== GIVEN DATA
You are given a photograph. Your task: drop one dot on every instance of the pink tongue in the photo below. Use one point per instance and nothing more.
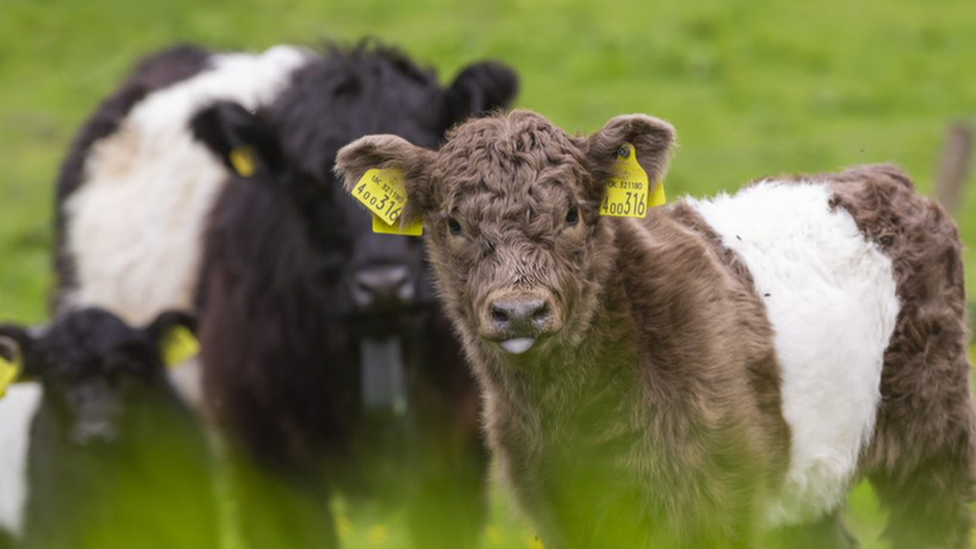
(519, 345)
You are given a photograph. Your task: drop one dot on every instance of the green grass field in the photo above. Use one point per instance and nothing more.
(754, 88)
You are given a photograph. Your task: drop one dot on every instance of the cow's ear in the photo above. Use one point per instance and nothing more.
(241, 139)
(16, 345)
(652, 138)
(390, 152)
(174, 333)
(478, 89)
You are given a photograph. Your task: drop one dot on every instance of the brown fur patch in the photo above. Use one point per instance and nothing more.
(652, 418)
(922, 455)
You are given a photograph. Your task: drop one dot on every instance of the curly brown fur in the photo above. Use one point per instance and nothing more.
(646, 409)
====
EXERCISE REQUIREMENTS: Before you return the listing exactly, strip out its pictures.

COMPLETED TASK:
You are given a photograph. Your task: drop one dot on every instance of the pink tongue in the photo below. Use one point per instance and nothing more.
(519, 345)
You are given a photograph. Your task: drop one dot on every instance of the green grass field in the photo above. Use one point per instance and nothing more.
(754, 88)
You are given a photograph. Your task: drop one dot on every instance of the cow's ear in the photo above. Use one point per instance and nothing more.
(241, 139)
(16, 345)
(652, 138)
(390, 152)
(174, 333)
(478, 89)
You are given a photograph. Your task: drop one dot on every instance of the brown fur patch in the photo above. Use one point per instance and nothing more.
(652, 418)
(922, 455)
You are given a photograph. Your task: drop one dot on every instance of the curly brown fur in the photo above. Use one point per instance and nothing more.
(646, 409)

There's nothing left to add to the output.